Records from a dataset:
--------------------

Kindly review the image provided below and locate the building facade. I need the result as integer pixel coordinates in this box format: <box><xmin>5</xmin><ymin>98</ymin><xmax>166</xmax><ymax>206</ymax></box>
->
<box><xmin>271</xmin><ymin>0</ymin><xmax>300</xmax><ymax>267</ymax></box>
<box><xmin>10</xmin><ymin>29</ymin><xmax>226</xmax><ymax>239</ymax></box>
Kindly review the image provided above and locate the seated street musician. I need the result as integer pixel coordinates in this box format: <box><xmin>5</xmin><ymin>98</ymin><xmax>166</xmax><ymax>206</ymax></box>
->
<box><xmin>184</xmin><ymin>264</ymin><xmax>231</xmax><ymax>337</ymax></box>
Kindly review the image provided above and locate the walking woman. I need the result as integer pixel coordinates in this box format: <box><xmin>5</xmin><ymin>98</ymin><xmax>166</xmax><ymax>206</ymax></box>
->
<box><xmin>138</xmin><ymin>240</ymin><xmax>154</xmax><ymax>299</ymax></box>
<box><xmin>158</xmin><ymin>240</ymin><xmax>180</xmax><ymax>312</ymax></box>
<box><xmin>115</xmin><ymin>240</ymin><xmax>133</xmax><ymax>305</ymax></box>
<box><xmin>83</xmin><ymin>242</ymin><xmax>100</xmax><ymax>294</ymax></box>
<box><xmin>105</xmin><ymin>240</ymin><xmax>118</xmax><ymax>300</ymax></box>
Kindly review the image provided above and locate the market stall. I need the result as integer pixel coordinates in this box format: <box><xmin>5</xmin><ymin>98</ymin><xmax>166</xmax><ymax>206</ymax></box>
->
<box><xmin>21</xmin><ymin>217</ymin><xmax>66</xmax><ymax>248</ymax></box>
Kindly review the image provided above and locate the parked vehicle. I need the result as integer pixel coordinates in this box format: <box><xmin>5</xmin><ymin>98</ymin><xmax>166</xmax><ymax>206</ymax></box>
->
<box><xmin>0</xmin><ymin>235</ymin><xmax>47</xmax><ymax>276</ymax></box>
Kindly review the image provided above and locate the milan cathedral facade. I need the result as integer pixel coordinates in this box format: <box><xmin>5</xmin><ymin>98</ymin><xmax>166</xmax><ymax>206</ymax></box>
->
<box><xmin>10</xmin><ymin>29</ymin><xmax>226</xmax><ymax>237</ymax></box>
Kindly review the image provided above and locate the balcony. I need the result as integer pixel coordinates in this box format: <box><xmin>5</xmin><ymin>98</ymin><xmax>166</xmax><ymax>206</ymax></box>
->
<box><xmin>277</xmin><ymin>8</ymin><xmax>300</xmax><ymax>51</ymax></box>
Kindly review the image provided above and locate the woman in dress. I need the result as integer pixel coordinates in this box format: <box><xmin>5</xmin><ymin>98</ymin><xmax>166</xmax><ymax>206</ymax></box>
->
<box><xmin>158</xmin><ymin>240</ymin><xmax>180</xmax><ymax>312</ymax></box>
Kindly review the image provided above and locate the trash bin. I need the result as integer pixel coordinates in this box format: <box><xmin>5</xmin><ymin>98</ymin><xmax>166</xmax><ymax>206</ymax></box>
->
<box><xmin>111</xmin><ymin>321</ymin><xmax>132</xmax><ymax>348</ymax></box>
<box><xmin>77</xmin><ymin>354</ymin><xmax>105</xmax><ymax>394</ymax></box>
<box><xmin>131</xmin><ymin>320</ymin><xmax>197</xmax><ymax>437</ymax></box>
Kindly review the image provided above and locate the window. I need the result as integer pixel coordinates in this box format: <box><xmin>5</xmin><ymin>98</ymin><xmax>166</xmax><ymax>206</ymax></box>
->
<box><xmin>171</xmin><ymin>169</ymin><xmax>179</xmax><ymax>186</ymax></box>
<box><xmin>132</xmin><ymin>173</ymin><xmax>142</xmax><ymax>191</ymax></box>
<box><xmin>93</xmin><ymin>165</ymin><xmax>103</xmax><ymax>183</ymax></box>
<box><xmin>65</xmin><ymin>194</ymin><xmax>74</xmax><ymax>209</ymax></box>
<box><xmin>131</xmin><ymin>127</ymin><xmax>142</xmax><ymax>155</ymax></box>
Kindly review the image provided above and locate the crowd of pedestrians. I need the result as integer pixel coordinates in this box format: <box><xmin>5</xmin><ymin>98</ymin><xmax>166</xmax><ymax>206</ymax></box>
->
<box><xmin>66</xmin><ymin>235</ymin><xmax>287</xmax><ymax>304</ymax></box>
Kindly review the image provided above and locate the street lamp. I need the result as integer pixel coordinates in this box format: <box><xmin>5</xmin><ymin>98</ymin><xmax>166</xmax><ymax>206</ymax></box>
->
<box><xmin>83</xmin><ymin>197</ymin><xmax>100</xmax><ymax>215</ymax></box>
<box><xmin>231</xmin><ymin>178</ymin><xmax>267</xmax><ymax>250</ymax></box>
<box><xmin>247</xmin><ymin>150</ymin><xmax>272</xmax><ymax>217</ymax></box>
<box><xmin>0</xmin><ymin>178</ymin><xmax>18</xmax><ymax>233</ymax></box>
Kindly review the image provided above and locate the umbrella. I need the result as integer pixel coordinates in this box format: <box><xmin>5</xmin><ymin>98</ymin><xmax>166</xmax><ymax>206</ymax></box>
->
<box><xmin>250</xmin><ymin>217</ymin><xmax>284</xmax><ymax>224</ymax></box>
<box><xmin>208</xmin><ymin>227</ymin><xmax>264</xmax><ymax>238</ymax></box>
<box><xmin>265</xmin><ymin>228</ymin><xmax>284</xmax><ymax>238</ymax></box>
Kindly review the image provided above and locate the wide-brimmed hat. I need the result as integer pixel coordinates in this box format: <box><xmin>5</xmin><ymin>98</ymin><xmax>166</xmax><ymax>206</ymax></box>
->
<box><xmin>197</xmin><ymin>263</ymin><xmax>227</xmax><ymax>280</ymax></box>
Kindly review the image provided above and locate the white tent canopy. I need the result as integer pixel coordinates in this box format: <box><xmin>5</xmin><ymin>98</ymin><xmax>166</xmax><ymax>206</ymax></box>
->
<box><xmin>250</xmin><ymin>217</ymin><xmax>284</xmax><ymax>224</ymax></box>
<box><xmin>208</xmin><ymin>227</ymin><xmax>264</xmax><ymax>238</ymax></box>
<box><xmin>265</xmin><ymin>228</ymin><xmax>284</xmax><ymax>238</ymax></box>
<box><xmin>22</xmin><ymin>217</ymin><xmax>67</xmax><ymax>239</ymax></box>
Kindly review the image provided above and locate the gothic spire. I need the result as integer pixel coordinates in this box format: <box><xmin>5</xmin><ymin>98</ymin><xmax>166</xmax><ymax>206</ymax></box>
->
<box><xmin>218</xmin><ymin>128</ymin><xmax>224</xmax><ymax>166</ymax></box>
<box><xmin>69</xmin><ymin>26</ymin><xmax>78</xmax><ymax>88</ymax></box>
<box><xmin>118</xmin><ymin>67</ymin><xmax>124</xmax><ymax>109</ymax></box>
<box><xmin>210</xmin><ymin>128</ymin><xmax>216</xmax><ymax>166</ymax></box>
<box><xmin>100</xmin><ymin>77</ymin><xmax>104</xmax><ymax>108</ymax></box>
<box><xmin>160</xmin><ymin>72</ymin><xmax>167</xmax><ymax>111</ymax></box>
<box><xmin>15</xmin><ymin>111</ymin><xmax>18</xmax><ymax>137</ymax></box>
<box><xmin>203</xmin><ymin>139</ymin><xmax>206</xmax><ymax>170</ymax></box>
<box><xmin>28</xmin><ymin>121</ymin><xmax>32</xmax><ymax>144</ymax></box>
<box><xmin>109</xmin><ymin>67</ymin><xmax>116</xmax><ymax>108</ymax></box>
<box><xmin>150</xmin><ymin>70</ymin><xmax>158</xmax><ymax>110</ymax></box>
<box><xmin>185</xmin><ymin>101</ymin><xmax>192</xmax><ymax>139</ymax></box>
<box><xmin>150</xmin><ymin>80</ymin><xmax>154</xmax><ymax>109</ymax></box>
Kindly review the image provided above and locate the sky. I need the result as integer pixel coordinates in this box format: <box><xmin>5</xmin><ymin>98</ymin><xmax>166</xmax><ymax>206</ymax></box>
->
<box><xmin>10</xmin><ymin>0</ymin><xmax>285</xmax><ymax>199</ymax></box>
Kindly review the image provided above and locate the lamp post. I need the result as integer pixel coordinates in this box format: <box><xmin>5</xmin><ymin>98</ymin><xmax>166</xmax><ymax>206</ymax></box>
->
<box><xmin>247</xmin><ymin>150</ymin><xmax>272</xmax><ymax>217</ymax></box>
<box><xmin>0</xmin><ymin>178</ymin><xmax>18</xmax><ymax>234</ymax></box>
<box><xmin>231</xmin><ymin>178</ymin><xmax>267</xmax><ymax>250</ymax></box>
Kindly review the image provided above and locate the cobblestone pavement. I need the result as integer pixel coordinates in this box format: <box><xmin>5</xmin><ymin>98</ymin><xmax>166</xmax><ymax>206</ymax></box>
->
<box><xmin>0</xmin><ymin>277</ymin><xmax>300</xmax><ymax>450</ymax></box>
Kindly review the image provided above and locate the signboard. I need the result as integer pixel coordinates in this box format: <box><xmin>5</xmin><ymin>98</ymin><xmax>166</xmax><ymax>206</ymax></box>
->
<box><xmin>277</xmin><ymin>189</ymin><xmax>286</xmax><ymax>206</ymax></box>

--------------------

→ EXERCISE AIM
Copy the records from the line containing "Kindly review the image provided above and locate the signboard." through the end, with "signboard" changed to "shop sign" and everything else left as it is.

→ COMPLETE OUTPUT
Kindly review the image provided above and locate the shop sign. I need the result as integer pixel coordinates in this box format: <box><xmin>5</xmin><ymin>98</ymin><xmax>166</xmax><ymax>206</ymax></box>
->
<box><xmin>277</xmin><ymin>189</ymin><xmax>286</xmax><ymax>206</ymax></box>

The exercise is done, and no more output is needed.